# [Goal]
Your task is to extract the lines from the one holding "Please point out the white ceramic" through the end of the material. Set them down exactly and add nothing.

# [Data for this task]

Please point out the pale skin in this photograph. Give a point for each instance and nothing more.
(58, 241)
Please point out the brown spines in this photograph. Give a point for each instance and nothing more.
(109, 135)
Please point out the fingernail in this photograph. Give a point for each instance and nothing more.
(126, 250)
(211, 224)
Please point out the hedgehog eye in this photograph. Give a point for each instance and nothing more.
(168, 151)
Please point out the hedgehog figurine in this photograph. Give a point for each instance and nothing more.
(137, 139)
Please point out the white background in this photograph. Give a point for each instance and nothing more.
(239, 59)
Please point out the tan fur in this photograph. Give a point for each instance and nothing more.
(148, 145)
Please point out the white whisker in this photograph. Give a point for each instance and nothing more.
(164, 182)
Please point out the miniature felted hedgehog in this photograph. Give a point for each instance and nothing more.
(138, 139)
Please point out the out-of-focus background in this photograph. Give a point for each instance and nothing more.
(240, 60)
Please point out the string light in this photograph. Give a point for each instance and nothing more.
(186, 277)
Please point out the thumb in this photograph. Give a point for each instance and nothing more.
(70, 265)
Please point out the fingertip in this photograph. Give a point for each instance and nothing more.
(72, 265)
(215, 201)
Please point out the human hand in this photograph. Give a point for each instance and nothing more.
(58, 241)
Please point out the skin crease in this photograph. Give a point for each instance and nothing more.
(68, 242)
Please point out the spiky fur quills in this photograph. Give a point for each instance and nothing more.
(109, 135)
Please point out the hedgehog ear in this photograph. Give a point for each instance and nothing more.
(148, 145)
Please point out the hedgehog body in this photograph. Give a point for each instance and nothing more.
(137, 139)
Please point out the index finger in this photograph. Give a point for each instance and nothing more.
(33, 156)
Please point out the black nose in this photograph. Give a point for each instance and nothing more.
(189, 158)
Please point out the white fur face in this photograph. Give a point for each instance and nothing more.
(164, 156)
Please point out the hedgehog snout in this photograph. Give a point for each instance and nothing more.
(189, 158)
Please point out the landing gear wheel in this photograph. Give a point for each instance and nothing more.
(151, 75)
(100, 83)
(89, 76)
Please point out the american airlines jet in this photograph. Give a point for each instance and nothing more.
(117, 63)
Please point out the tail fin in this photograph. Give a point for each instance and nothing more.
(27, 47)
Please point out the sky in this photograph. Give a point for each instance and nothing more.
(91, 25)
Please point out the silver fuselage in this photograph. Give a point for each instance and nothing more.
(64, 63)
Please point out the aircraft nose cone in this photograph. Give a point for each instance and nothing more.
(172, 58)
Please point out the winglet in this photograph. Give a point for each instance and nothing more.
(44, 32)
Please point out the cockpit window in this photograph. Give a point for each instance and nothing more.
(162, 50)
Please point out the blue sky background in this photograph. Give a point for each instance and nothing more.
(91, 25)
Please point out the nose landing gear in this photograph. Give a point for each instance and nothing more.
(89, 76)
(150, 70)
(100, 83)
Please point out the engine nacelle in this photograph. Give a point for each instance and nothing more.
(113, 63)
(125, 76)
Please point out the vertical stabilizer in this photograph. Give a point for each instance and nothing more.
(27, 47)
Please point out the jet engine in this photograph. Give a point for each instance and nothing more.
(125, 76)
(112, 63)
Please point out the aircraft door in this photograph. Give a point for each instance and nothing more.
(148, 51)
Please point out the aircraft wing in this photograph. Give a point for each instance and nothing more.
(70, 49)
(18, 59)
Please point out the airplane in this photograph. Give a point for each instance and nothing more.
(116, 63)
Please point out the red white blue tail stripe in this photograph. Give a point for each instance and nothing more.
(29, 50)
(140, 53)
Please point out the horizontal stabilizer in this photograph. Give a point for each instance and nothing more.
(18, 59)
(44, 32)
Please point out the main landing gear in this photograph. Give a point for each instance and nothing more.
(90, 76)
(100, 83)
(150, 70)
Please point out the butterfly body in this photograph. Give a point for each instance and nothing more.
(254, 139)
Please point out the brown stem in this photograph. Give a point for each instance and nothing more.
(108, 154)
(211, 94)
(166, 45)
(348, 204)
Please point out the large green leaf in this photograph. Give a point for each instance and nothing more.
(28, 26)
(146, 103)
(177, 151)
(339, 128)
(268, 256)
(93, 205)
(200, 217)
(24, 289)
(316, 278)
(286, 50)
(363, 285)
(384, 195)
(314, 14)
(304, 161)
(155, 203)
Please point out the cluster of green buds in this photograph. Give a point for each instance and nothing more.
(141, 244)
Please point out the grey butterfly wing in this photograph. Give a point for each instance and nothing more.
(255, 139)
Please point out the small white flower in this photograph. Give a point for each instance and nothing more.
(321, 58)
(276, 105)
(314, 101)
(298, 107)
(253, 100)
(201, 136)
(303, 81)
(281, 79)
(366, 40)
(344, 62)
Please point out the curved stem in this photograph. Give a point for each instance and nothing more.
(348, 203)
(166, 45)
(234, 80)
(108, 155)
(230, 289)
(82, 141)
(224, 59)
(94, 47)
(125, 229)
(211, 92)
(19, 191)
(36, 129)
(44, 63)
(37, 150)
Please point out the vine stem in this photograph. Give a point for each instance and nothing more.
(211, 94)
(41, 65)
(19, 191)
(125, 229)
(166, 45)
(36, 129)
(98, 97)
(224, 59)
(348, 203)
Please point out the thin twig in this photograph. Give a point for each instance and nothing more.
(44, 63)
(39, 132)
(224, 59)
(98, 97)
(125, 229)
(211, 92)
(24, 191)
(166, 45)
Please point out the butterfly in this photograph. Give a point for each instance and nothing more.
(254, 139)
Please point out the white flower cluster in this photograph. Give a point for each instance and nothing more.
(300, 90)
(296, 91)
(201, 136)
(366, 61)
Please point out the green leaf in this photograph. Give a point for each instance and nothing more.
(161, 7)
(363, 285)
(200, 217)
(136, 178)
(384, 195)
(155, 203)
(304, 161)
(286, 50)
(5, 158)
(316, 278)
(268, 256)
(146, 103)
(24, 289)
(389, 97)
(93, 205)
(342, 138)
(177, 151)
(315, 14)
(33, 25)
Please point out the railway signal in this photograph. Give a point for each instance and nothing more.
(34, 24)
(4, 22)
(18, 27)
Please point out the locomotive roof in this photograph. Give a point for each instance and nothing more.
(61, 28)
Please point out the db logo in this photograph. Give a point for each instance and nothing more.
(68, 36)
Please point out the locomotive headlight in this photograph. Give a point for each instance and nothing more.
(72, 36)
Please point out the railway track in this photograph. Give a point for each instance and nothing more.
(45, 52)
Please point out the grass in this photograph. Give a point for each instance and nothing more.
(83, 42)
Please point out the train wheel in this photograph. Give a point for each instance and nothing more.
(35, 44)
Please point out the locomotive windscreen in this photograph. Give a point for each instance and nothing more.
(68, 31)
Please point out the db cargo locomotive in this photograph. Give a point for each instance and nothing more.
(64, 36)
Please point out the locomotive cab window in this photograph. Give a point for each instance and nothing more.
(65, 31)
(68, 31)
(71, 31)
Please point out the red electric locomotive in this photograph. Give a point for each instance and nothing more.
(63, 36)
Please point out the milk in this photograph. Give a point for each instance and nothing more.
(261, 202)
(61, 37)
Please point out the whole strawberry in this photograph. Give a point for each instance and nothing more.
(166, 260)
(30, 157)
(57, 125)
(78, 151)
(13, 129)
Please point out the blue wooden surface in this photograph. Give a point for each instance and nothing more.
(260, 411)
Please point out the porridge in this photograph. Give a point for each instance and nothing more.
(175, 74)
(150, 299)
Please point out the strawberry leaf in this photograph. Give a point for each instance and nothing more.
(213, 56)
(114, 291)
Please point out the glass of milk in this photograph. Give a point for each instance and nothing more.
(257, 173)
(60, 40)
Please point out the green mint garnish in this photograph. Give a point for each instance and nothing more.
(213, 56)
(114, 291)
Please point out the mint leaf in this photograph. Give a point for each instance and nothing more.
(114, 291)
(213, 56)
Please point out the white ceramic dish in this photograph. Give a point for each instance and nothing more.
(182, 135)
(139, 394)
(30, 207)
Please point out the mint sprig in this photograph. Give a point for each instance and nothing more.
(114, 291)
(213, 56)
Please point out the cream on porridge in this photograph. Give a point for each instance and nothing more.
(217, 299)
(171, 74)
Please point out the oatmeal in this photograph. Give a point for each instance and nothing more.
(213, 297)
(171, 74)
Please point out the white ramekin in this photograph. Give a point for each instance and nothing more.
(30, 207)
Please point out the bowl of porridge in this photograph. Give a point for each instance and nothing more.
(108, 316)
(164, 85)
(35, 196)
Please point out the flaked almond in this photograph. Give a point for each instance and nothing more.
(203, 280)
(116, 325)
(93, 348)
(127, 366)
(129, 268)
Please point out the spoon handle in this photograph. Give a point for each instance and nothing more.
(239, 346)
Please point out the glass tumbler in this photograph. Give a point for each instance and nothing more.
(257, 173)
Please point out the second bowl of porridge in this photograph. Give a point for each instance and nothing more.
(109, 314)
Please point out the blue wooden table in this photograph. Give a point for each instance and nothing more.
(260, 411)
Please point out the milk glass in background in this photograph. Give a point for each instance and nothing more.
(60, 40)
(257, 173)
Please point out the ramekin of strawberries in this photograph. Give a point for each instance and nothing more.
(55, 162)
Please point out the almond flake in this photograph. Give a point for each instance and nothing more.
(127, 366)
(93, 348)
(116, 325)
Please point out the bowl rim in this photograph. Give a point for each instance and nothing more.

# [Answer to the task]
Please point out the white ceramic dish in this photograph. Give a point for each instance and nothing more.
(182, 135)
(139, 394)
(30, 207)
Please point out the mint sprig in this photograph. Give a point for each instance and nothing more.
(114, 291)
(213, 56)
Please point out the cream on porridge in this photograph. Give a point for each instance and nothing more.
(217, 299)
(171, 74)
Please point out the oatmeal in this photograph. Give a point for each instance and nothing more.
(213, 297)
(171, 74)
Please point out the white ramekin in this photograph. Give a point for each instance and nothing more.
(30, 207)
Please point out the bowl of porridge in this photograph. Give a point for each instance and nothing more.
(108, 316)
(164, 85)
(35, 196)
Please point out the flaked almond in this photograph. Give a point for each instance and nothing more.
(203, 280)
(116, 325)
(93, 348)
(127, 366)
(129, 268)
Please point out the spoon handle in this photograph. Give a point for each instance and nothing more.
(239, 346)
Please point out the glass tumbler in this photograph. Give a point for each instance and nothing more.
(257, 173)
Please point out the second bowl of porridge in this photograph. Give a point for each instance and nothing more.
(109, 314)
Please point out the blue wooden table in this photograph. Give a point for each instance and nothing more.
(260, 411)
Please point out the milk glass in background in this photograph. Give a point for each instance and nothing more.
(60, 40)
(257, 173)
Please point out the ramekin of strawberries in this photograph. Give a point for each instance and nothing more.
(55, 162)
Please point out the almond flake in this photograph. Give a point for each instance and nothing more.
(127, 366)
(93, 348)
(116, 325)
Please point out the bowl rim in this photograph. Give a point for each instance and nothing more.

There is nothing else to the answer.